Cautionner, c'est avant tout faire confiance à quelqu'un, à son projet, à son entreprise et montrer cette confiance à l'égard d'un tiers qui est sur le point d'apporter également son soutien, mais qui souhaite, quant à lui, être garanti.

Dans le domaine de l'immobilier locatif, notamment d'habitation, il est courant aujourd'hui de recourir à un cautionnement pour garantir le paiement des loyers, la condition de solvabilité ne se portant plus uniquement sur la personne du débiteur même de l'obligation principale, mais également sur le co-débiteur éventuel, duquel on exige parfois une aisance financière encore plus importante.

Cautionner, à ce moment-là, c'est signer un engagement que, paradoxalement, on espère ne jamais avoir à respecter et dont on souhaite avant tout ne plus jamais entendre parler...

Et pourtant, la loi exige que la mémoire de la caution soit rafraîchie régulièrement (annuellement) afin de lui permettre de se préparer au pire (ou de célébrer le mieux), en maîtrisant l'évolution de la dette principale qu'elle pourrait être amenée à devoir régler.

Sur le sujet de l'information annuelle des cautions, les textes se multiplient et le présent article a vocation à les rappeler de manière synthétique.


L'information annuelle hors cadre professionnel

Si la plupart des textes traitant d'une information annuelle des cautions vise le cas où la dette garantie naît de l'activité professionnelle du débiteur principal, il existe néanmoins un type d'information qui a vocation à éclairer certaines cautions qui, dans leur grande bonté, s'engagent à couvrir les errances financières de toute nature du solvens .

### Documents fournis
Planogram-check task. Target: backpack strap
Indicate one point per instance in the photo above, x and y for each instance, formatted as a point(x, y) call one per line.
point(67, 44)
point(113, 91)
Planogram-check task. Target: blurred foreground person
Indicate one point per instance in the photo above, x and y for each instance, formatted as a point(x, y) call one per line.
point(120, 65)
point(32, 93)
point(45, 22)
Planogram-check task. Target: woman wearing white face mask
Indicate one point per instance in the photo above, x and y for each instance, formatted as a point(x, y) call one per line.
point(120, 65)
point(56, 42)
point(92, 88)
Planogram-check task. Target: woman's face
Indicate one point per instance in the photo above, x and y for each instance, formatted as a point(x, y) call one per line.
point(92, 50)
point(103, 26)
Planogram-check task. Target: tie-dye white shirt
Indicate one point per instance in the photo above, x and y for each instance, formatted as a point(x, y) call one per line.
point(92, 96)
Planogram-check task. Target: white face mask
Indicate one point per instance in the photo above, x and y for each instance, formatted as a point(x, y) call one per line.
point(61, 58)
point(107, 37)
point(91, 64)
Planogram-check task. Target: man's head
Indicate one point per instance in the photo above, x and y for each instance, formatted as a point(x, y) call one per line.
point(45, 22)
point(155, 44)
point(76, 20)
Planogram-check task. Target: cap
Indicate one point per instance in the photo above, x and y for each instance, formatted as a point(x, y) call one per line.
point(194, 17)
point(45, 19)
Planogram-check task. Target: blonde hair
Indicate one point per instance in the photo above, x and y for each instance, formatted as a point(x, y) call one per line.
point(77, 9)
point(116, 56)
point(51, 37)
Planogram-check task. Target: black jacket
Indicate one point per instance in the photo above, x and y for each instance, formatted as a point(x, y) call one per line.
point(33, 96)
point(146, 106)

### Exercice proposé 1
D'après l'extrait sur le cautionnement, à quel rythme la loi impose-t-elle de rafraîchir la mémoire de la caution ?
### Exercice proposé 2
Rédigez la suite de l'extrait sur le cautionnement en partant de sa dernière phrase.

### Corrigé 1
Annuellement, c'est-à-dire une fois par an.

### Corrigé 2
Ladite information, visée à l'article 2293 du Code Civil, ne concerne toutefois que les cautionnements dits « indéfinis », contractés par une personne physique.

Celle-ci est donc débitrice d'une « obligation principale » (comprendre : « principale » en référence au caractère « accessoire » de la garantie), cautionnée de manière « indéfinie », c'est-à-dire globale, sans limitation de montant.

Le créancier doit alors informer annuellement la caution, soit à la date convenue contractuellement, soit, à défaut, à la date anniversaire du « contrat » (le texte ne précise pas si l'on parle du contrat entre le créancier et le débiteur ou du contrat de cautionnement), de l' « évolution du montant de la créance garantie et de (s)es accessoires ».

Nul doute que de nombreux créanciers privés n'ont pas connaissance de cette mesure, néanmoins sanctionnée par la déchéance de « tous les accessoires, (...), frais et pénalités ».


L'information annuelle due par le créancier professionnel

Deux textes, dont l'un paraît nécessairement absorbé par l'autre, régissent le cas de la caution personne physique (dont la mémoire et la fiabilité semblent jugées plus fragiles par le législateur) qui vient garantir l'engagement d'un créancier professionnel, quel qu'il soit (bailleur, fournisseur, banquier... et, pourquoi pas, associé, créancier d'un compte courant !).

L'article 47-II de la loi n°94-126 du 11 février 1994, qui renvoie à l'article L.313-22 du Code Monétaire et Financier (CMF), a vocation à s'appliquer pour tout cautionnement à durée indéterminée consenti par une personne physique pour garantir une dette professionnelle d'un entrepreneur individuel.

Plus restrictif que l'article L.341-6 du code de la Consommation (cautionnement à durée indéterminée, garantie de la dette d'un entrepreneur individuel), cette obligation semble nécessairement recouverte par celle mentionnée audit article, qui vise tout engagement de caution, donné par une personne physique, au profit d'un créancier professionnel, quel qu'il soit.

Or, il existe une différence de poids entre ces deux obligations, concernant leur sanction : en effet, l'imputation des paiements effectués par le débiteur sur le principal de la dette, au titre de l'article L.313-22 du CMF, n'est pas visée à l'article L.341-6 du code de la Consommation.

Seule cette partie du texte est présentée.